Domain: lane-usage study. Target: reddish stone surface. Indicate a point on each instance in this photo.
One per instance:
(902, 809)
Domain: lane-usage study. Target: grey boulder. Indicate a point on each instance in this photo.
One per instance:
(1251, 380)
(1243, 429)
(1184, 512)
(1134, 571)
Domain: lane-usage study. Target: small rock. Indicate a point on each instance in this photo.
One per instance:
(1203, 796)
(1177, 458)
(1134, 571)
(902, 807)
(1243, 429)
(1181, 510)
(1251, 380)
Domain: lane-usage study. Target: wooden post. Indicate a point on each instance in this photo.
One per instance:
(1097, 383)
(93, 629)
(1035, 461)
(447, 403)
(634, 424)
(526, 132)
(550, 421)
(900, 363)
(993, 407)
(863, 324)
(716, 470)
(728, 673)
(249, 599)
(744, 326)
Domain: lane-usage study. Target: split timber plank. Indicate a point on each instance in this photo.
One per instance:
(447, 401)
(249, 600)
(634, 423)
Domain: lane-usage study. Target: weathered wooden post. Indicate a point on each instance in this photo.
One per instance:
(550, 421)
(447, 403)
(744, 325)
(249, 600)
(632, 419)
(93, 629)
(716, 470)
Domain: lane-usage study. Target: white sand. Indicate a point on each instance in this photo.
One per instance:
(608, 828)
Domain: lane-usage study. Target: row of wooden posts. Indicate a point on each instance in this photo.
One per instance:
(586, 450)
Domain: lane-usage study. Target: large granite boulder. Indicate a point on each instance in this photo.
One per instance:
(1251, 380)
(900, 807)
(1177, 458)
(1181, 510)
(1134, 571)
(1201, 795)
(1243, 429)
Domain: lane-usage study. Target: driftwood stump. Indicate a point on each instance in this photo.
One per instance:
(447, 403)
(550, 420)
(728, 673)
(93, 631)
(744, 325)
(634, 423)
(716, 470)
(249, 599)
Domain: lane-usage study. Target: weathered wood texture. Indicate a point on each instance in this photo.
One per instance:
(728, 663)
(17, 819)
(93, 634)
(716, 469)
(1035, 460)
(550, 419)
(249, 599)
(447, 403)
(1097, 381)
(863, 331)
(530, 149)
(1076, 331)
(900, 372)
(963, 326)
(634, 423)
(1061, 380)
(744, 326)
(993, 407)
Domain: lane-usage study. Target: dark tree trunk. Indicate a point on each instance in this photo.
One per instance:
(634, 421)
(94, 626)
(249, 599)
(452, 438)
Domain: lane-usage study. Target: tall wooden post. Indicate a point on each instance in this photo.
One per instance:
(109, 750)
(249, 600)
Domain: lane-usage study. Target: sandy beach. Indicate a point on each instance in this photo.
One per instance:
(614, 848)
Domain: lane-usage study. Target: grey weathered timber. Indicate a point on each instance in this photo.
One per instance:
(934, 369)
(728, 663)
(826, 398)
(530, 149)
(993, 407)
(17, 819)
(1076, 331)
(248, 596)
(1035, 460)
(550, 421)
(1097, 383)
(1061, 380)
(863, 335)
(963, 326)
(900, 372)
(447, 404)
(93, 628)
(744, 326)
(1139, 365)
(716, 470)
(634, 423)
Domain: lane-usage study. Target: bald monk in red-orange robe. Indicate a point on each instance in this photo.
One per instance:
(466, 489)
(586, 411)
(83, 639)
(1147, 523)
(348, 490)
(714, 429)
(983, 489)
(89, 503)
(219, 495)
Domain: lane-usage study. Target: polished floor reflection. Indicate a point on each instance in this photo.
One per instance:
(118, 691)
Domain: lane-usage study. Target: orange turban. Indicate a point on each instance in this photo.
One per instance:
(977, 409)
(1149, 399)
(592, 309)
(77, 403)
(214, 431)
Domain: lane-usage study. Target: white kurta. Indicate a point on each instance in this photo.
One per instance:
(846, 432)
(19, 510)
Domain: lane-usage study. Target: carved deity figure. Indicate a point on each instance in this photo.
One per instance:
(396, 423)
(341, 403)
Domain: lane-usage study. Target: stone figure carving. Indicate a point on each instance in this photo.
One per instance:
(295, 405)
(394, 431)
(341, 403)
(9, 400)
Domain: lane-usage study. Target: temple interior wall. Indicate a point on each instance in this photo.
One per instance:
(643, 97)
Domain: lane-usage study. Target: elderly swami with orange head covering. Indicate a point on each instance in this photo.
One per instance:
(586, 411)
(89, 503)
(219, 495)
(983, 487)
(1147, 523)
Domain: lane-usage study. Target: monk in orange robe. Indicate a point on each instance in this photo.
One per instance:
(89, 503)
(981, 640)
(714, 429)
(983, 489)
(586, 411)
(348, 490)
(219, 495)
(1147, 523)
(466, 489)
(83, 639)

● What to produce
Exactly reproduce all of the entries.

● Response to this task
Domain: lane-usage study. Target: reddish stone surface. Indicate a point on each instance in this photo.
One per instance:
(902, 809)
Domain: lane-usage study. Target: grey boulder. Indicate a point on each instance in this photo.
One per instance:
(1251, 380)
(1243, 429)
(1184, 512)
(1134, 571)
Domain: lane-usage study. Target: small rock. Indicate a point on each instance in this photo.
One per instance:
(1203, 796)
(1177, 458)
(1134, 571)
(902, 807)
(1243, 429)
(1181, 510)
(1251, 380)
Domain: lane-usage study. Target: wooden post. Indicate a point on each instance in this photo.
One per instance:
(1097, 383)
(93, 629)
(1035, 461)
(447, 403)
(634, 424)
(526, 132)
(550, 421)
(900, 363)
(993, 407)
(863, 324)
(716, 470)
(728, 673)
(249, 599)
(744, 326)
Domain: lane-usage study. Target: split timber plank. Indicate a point on each instance in this photo.
One per instance:
(447, 401)
(249, 600)
(634, 423)
Domain: lane-usage study. Target: weathered wooden post. Indicate a point on each instance in this photo.
One per instance:
(550, 421)
(447, 403)
(744, 325)
(249, 600)
(632, 419)
(93, 629)
(716, 470)
Domain: lane-usage study. Target: white sand. Indicate a point on each instance in this photo.
One per instance:
(608, 828)
Domain: lane-usage study. Target: row of wooden posts. Indicate a point on each instance in this photo.
One per instance:
(586, 450)
Domain: lane-usage study. Target: large granite boulder. Indicate a point on each instance in this photo.
One per instance:
(1251, 380)
(900, 807)
(1177, 458)
(1181, 510)
(1134, 571)
(1201, 795)
(1243, 429)
Domain: lane-usage study. Target: driftwood stump. Indicate a point on each instance in this photo.
One per instance:
(447, 403)
(550, 420)
(728, 673)
(93, 631)
(744, 325)
(634, 423)
(716, 470)
(249, 599)
Domain: lane-usage study. Target: weathered wood texture. Indicate a point on each instance in this photo.
One per instance:
(728, 663)
(17, 819)
(93, 634)
(716, 469)
(1035, 460)
(550, 419)
(249, 599)
(447, 403)
(1097, 381)
(863, 331)
(530, 149)
(1076, 331)
(900, 372)
(963, 326)
(634, 423)
(1061, 380)
(744, 326)
(993, 407)
Domain: lane-usage study. Target: dark tree trunk. Indicate a point on each instance in this photo.
One per instance:
(634, 421)
(94, 626)
(249, 599)
(452, 438)
Domain: lane-usage study. Target: tall wooden post. Indicate a point on each instance in this photo.
One per instance:
(109, 750)
(249, 600)
Domain: lane-usage study. Target: sandy beach. Indicate a point on each instance in this photo.
One per instance:
(614, 848)
Domain: lane-usage study. Target: grey weathered timber. Indicate a point on each instance in this photo.
One per instance:
(934, 369)
(728, 663)
(826, 398)
(530, 149)
(993, 407)
(17, 819)
(1076, 331)
(248, 596)
(1035, 460)
(550, 421)
(1097, 383)
(1061, 380)
(863, 335)
(963, 326)
(900, 372)
(447, 404)
(93, 628)
(744, 326)
(1139, 365)
(716, 470)
(634, 423)
Domain: lane-usage study. Target: bald monk in red-orange robe. Indicate a point on each instance in this photo.
One per instance:
(466, 489)
(586, 411)
(83, 639)
(1147, 523)
(348, 490)
(714, 429)
(983, 489)
(89, 503)
(219, 495)
Domain: lane-usage study. Target: polished floor reflection. Indicate a point on each instance in this photo.
One per instance:
(118, 691)
Domain: lane-usage study. Target: orange turban. Indicate a point on each instance in this photo.
One per instance:
(977, 409)
(1149, 399)
(592, 309)
(77, 403)
(214, 431)
Domain: lane-usage study. Target: white kurta. Indicate a point on each instance in this photo.
One per instance:
(846, 432)
(19, 510)
Domain: lane-usage study. Target: carved deity figure. Indicate a point on each instance in this photo.
One per instance:
(396, 423)
(341, 403)
Domain: lane-usage study. Target: stone figure carving. Indicate a point on each instance in this photo.
One per instance:
(295, 405)
(394, 431)
(341, 403)
(9, 400)
Domain: lane-usage study. Target: temple interior wall. Indicate a point on each instance in this photo.
One per instance:
(643, 97)
Domain: lane-usage study. Target: elderly swami with orange head covering. Indicate a point on each instance in this photo.
One per instance:
(586, 411)
(89, 503)
(219, 495)
(983, 487)
(1147, 523)
Domain: lane-usage study. Target: monk in orange robe. Indicate a point on each instance in this photo.
One per instance:
(89, 503)
(981, 640)
(714, 429)
(983, 489)
(586, 411)
(348, 490)
(219, 495)
(1147, 523)
(466, 489)
(83, 639)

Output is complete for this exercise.